● Prompt 1: Update the stretch of the announcement about Barbara Bush's funeral motorcade from "Details on the" through "Chancellor Sharp’s sentiment.", replacing "mother figure" with "role model".
● Prompt 2: According to the announcement about Barbara Bush's funeral motorcade, by what time should citizens who want to watch from sidewalks and parking lots be in place?
● Prompt 3: Continue the announcement about Barbara Bush's funeral motorcade from its last sentence.

Texas A&M University officials have announced that the funeral motorcade for former First Lady Barbara Bush on Saturday, April 21, will enter College Station from northbound Highway 6 and proceed north on to Texas Avenue.

It is anticipated that citizens wishing to pay tribute to Mrs. Bush will be along the route as well, and these factors have the potential to impact travel in and around the motorcade route before the motorcade proceeds through College Station. If citizens are interested in parking in parking lots and standing on sidewalks as the motorcade proceeds along the route, it is requested that they be in place by 2 p.m. The George Bush Library complex will not be open to the public.

  • All major intersections along the route will be closed as the motorcade proceeds through College Station. The intersections that will be closed will begin at Highway 6 at Rock Prairie Road to Texas Avenue at George Bush Drive. Once the motorcade begins traveling on George Bush Drive, all major intersections will be blocked until the motorcade reaches Barbara Bush Drive.
  • Highway 6 Southbound at the Rock Prairie Road exit and split will be shut down as well.
  • After the motorcade proceeds through College Station, the route will re-open for normal traffic.
  • Parts of the roadway could be affected for up to two hours.
  • A map of the motorcade route and where citizens may stand to view the motorcade is available at this link: http://tx.ag/BushViewing

The College Station Police Department is asking the public to plan accordingly for possible delays and to avoid travelling in impacted areas.

The interment for former First Lady Barbara Bush, wife of former President George H.W. Bush, will be Saturday afternoon, April 21 at the George H.W. Bush Library and Museum on the grounds of Texas A&M University.

Mrs. Bush passed away today (April 17) at the age of 92.

Mrs. Bush will be buried on the library and museum grounds beside her daughter, Robin, who passed away at the age of three after battling leukemia.

Details on the public viewing of Mrs. Bush’s motorcade are forthcoming; the burial will be a private family event.

“Today, the Aggie nation is mourning a family member,” said John Sharp, Chancellor of The Texas A&M University System. “In a very real sense Barbara Bush was a mother figure to all Aggies because of her towering example of selfless service to family and nation. She endeared herself to us forever.”

Texas A&M President Michael K. Young echoed Chancellor Sharp’s sentiment.

“We offer our prayers and condolences to the Bush family tonight. First Lady Barbara Bush was an exemplary public servant,” said Young. “It remains an honor that Texas A&M University was chosen to house the President’s Library, as well as the Bush School of Government and Public Service, and the Bush Foundation. We will always strive to live up to her legacy of service.”

● Position identification records:

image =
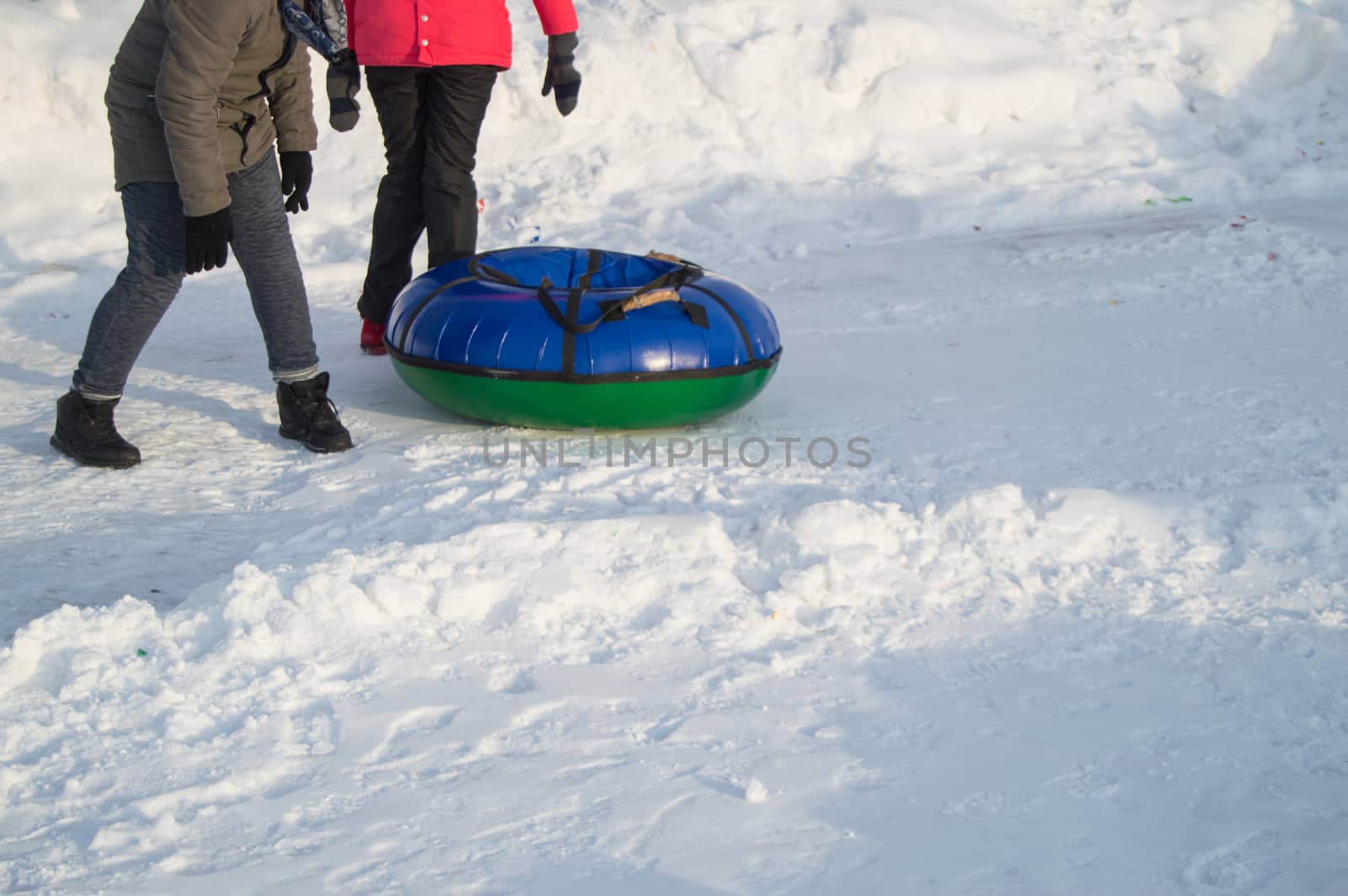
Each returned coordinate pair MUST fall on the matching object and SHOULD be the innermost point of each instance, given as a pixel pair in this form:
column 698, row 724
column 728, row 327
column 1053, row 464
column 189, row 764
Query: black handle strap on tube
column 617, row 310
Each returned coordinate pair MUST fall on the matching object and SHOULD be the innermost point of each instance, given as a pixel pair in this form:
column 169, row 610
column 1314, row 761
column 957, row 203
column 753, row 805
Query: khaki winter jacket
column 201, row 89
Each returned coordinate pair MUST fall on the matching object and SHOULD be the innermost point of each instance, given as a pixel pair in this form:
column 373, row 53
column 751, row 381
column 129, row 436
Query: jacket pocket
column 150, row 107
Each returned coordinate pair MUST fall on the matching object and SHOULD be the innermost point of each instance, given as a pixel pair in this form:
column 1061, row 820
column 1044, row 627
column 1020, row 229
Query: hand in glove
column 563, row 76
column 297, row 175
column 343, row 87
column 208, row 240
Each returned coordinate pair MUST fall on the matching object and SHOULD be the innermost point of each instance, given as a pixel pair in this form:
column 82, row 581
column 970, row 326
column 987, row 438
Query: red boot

● Exercise response 1:
Details on the public viewing of Mrs. Bush’s motorcade are forthcoming; the burial will be a private family event.

“Today, the Aggie nation is mourning a family member,” said John Sharp, Chancellor of The Texas A&M University System. “In a very real sense Barbara Bush was a role model to all Aggies because of her towering example of selfless service to family and nation. She endeared herself to us forever.”

Texas A&M President Michael K. Young echoed Chancellor Sharp’s sentiment.

● Exercise response 2: By 2 p.m.

● Exercise response 3:
Both as First Lady and in subsequent years, Mrs. Bush advocated for improvement on numerous fronts including literacy, homelessness, AIDS care and treatment and elder care.

Warren Finch, director of the Bush Library and Museum, said Mrs. Bush will be sorely missed.

“Hers was a life well-lived — she was a wonderful woman and her legacy will outlive us,” he said. Finch said she was an integral part of the library for more than 25 years — from the planning period through it opening 21 years ago and even until late last year when she contributed digital photographs and memorabilia.

“She started keeping scrapbooks soon after she was engaged in 1943 and she kept up with these detailed tributes, so over the years she amassed more than 100 scrapbooks. She generously donated these to the Bush Library and Museum.”

The museum was renovated a decade ago to incorporate many of those treasured items, Finch said. “So much of what’s in the museum came from her — these exhibits would not have been as rich if it weren’t for her. She will live on here forever.”

Bush Foundation officials worked closely with President and Mrs. Bush for 25 years to raise funds for the museum and conference center. The team accomplished an unprecedented feat by meeting its $82 million goal months early. The $40 million Bush School was funded primarily through state dollars and by Texas A&M revenue bonds.

“Barbara Bush was not a boastful person. She was extremely proud of her husband and her family, and she adored her husband’s Presidential Library and Museum,” George H. W. Bush Library Foundation CEO David Jones said. “She loved coming to the Library many, many times over the years. She always was welcomed so warmly by the Texas A&M community and her presence is going to be missed for a very long time.”

In lieu of flowers, the Bush family requests donations be made to the Barbara Bush Foundation for Family Literacy, which opened in 1989 and works to boost literacy among parents and their children.

The Bush Library has hosted viewings of the “Reading Discovery Learning Program” since 2008 in which Mrs. Bush would read to tens of thousands of school children across the globe via livestreaming.

Her interest in caring for the needs of parents and children can be seen in bricks and mortar on George Bush Drive, across from the Texas A&M campus, at the Barbara Bush Parent Center, established in 1997. The center was formed to meet the needs of parents in the College Station Independent School District and includes an Early Head Start Program.

Charles Hermann, senior professor and founding director at Texas A&M’s Bush School of Government & Public Service, named for George H.W. Bush, has interacted frequently with the Bushes over the years.

He described Mrs. Bush as clever and witty, and devoted to many causes, perhaps most notably promoting reading.

“She and my wife, Lorraine, often talked about the books they were reading and more than once exchanged books,” Hermann said. “Barbara Bush remained determined to do everything she could to inspire our nation to read and she devoted time and energy to her reading foundation. It is a major part of her own, personal legacy.  It’s also part of my own memory of this marvelous woman: walking with her around the Bush Library pond with her dogs, she asked, ‘What are you reading?’”

President and Mrs. Bush were married for 73 years and had a storied relationship, captured in the early years in “My Darling Bar,” a letter archived by the Bush Library and Museum.

For more information, please go to barbarapbush.com.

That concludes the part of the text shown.